Please pull out every line in the items below that contains the word "boulder", and copy each such line in full.

--- start Extracted material ---

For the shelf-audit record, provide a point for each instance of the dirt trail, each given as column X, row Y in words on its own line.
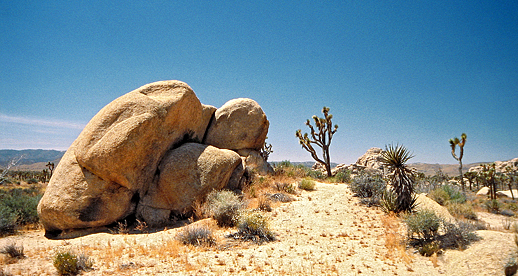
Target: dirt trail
column 322, row 232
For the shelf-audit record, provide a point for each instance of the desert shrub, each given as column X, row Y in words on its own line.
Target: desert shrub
column 13, row 251
column 425, row 224
column 343, row 177
column 4, row 272
column 264, row 203
column 289, row 188
column 511, row 267
column 457, row 236
column 84, row 262
column 446, row 194
column 66, row 263
column 389, row 202
column 286, row 168
column 400, row 177
column 462, row 210
column 428, row 249
column 253, row 225
column 196, row 235
column 280, row 197
column 8, row 219
column 423, row 230
column 307, row 184
column 315, row 174
column 224, row 206
column 22, row 204
column 506, row 212
column 492, row 206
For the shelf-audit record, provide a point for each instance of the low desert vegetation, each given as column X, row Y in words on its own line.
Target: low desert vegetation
column 254, row 226
column 307, row 184
column 13, row 251
column 224, row 207
column 197, row 235
column 423, row 233
column 18, row 208
column 68, row 263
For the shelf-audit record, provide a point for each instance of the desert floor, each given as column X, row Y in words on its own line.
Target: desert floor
column 322, row 232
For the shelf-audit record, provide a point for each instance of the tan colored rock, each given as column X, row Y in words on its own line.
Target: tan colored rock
column 124, row 142
column 255, row 162
column 187, row 173
column 76, row 198
column 372, row 159
column 207, row 113
column 238, row 124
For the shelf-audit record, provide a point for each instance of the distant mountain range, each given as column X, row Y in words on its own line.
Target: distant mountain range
column 35, row 160
column 31, row 160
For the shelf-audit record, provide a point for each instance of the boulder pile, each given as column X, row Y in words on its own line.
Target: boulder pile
column 152, row 152
column 370, row 162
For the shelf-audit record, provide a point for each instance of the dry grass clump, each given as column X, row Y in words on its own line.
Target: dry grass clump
column 223, row 206
column 423, row 232
column 307, row 184
column 254, row 226
column 197, row 235
column 68, row 263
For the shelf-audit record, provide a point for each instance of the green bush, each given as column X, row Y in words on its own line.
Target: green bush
column 389, row 202
column 457, row 236
column 18, row 207
column 462, row 210
column 8, row 219
column 425, row 224
column 224, row 207
column 13, row 251
column 196, row 235
column 492, row 206
column 307, row 184
column 254, row 225
column 446, row 194
column 66, row 263
column 343, row 177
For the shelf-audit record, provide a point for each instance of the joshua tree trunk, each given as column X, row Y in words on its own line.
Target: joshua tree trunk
column 321, row 137
column 454, row 142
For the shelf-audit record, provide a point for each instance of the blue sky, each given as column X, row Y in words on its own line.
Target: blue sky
column 415, row 73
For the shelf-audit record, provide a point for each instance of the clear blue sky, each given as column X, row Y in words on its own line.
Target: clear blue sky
column 415, row 73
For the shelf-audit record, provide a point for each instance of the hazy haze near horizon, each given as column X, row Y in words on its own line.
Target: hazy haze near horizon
column 413, row 73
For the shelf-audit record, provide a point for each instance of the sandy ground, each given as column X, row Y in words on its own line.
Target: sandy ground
column 322, row 232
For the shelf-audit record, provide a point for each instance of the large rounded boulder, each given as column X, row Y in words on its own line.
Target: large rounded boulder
column 187, row 173
column 124, row 142
column 238, row 124
column 117, row 154
column 77, row 198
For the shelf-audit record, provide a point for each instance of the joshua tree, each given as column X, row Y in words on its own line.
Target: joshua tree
column 51, row 168
column 470, row 176
column 401, row 177
column 510, row 176
column 488, row 175
column 321, row 138
column 266, row 150
column 454, row 142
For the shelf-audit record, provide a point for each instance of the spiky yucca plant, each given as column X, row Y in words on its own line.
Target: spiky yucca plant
column 454, row 142
column 401, row 177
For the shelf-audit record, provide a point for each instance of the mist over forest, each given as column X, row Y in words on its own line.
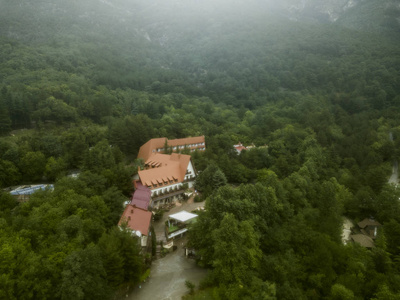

--- end Extracted material ---

- **Solution to this problem**
For the shelf-audit record, provide a point for each instance of the boulder pile, each given as column X, row Y in words on its own line.
Target: boulder pile
For the shelf-audit record, provide a point for each instance of the large rounded boulder, each given as column X, row Y in words on its own line.
Target: large rounded boulder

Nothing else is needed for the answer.